• [What to work on] Quote each line of the material verbatim, without the pictures.

[Saved data entries]
** start **

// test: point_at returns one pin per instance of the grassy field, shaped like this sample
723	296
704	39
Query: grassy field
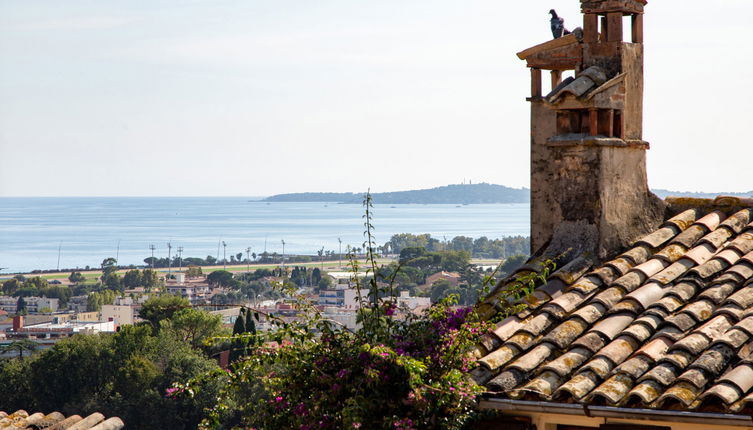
328	266
93	275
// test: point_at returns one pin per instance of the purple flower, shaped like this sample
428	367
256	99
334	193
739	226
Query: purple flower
301	410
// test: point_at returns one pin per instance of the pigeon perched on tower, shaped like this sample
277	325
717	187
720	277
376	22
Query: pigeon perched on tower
558	25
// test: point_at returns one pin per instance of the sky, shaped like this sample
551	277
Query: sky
253	98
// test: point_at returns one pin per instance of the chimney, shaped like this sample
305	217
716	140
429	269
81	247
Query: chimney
589	189
18	322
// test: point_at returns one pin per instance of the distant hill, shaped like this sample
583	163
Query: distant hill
450	194
661	193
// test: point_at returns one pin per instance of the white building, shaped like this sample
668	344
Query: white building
346	298
33	304
120	315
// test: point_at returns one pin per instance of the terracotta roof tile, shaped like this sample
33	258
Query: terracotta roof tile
637	255
666	324
57	421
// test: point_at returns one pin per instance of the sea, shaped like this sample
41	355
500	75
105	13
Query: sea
48	233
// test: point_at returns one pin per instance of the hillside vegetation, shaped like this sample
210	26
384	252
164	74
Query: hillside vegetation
449	194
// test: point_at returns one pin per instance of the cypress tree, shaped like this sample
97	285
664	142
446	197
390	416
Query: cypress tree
250	324
240	322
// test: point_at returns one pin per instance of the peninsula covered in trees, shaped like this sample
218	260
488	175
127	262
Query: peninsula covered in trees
458	194
449	194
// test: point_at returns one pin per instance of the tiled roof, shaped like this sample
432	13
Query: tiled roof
57	421
668	324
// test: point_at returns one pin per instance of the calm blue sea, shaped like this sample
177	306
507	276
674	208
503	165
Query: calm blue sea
89	229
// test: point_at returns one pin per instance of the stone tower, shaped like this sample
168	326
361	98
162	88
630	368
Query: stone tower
589	190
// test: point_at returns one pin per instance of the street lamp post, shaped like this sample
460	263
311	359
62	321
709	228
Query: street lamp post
224	255
340	254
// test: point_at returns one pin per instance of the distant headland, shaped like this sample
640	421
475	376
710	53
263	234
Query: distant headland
449	194
456	194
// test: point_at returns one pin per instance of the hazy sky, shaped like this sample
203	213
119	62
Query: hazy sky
255	97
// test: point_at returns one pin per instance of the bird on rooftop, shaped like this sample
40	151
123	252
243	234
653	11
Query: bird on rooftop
558	25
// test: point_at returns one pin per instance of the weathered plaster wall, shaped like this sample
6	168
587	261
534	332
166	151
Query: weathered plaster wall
543	222
592	199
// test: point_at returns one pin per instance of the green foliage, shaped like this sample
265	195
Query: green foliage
479	248
407	373
76	278
11	286
193	271
193	326
159	308
96	300
512	263
126	374
221	278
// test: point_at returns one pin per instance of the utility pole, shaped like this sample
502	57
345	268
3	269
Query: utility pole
248	259
169	261
60	245
340	254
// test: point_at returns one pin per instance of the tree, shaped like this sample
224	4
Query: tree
21	306
454	261
11	286
76	278
160	308
439	290
109	266
150	279
193	271
194	326
221	278
133	279
512	263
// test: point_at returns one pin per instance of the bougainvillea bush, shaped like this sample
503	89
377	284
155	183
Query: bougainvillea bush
408	372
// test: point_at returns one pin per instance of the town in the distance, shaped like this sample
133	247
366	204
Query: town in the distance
41	308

** end **

• [Solution to the exercise]
// test: point_at returns one pin per instance of the grassy field, shaped like this sample
723	296
704	39
Query: grassy field
328	266
93	275
// test: point_at returns one pin per instance of the purple flower, shaped like this sample
428	367
256	99
334	193
739	226
Query: purple flower
301	410
// test: point_at returns one pin per instance of the pigeon perched on tower, shaped like this sample
277	325
717	187
720	277
376	22
Query: pigeon perched on tower
558	25
// test: point_at returns one pin per instance of the sky, shaped like this sample
551	277
Query: sky
253	98
// test: point_at returns one pin per instance of the chimney, shaped like this sample
305	217
716	140
429	269
81	247
Query: chimney
589	189
18	322
// test: point_at returns one pin per instance of the distant hill, shaped like this sample
583	163
Query: distant hill
450	194
661	193
// test: point_at returns one pin per instance of the white building, shaped like this sample
668	344
Query: white building
346	298
33	304
120	315
// test: point_at returns one pin per instance of the terracotta roof tile, shaped like this sample
33	258
Query: terracotta roof tile
637	255
666	324
57	421
// test: point_at returns one pin per instance of the sea, shaped like this sample
41	355
500	75
105	13
Query: sea
48	233
// test: point_at returns one pin per instance of the hillside vegetation, shaped like this sample
210	26
384	252
164	74
Query: hillside vegetation
449	194
// test: point_at returns one pin per instance of the cypress tree, shaped like this sample
97	285
664	142
446	197
390	416
Query: cypress tree
250	324
240	322
// test: point_at returns one pin per instance of the peninsula covered in trees, shaped like this sample
218	260
488	175
127	262
Query: peninsula covered in trees
458	194
449	194
// test: point_at returns one pin per instance of the tiled roof, shaped like this sample
432	13
Query: tiled roof
57	421
668	324
// test: point_at returns one pin per instance of the calm blue sea, shaped like this sample
177	306
507	276
674	208
503	165
Query: calm blue sea
89	229
// test: point_at returns one pin per instance of the stone tower, shaped like this sample
168	326
361	98
162	88
630	368
Query: stone tower
589	190
// test: point_at returns one pin per instance of the street lamp post, shaped like this sample
460	263
311	359
62	321
709	228
Query: street lamp post
224	255
340	254
// test: point_at returns one pin per instance of the distant headland, shaped like this sample
640	421
475	376
710	53
263	234
Query: distant headland
449	194
456	194
// test: point_at returns one pin per instance of the hazy sky, shaped like this sample
203	213
119	62
Query: hazy sky
255	97
// test: point_at returns one pin per instance of the bird on rooftop, shaped like this sample
40	151
123	252
243	234
653	11
Query: bird on rooftop
558	25
// test: point_at returns one pin per instance of the weathered plaster wall, shaped like this sample
6	168
587	261
534	332
166	151
Query: weathered plaster wall
543	222
592	199
// test: point_at returns one pin per instance of the green foliage, shaped like this sample
265	195
Query: green foliage
479	248
407	373
76	278
11	286
193	271
193	326
159	308
96	300
512	263
126	374
221	278
// test: point_at returns one pin per instance of the utility pole, shaped like this sample
502	57
345	268
3	269
Query: utility pole
248	259
169	261
60	245
340	254
// test: point_at returns one pin per instance of the tree, shaped like this sample
224	4
Query: tree
21	306
454	261
11	286
76	278
160	308
439	290
109	266
150	279
193	271
194	326
221	278
133	279
512	263
// test: point_at returns one pin per instance of the bougainvillea bush, shaped like this sample
503	89
377	284
155	183
Query: bougainvillea bush
408	372
// test: point_at returns one pin per instance of the town in the distance, shaped like this sample
133	247
366	204
Query: town in the distance
41	308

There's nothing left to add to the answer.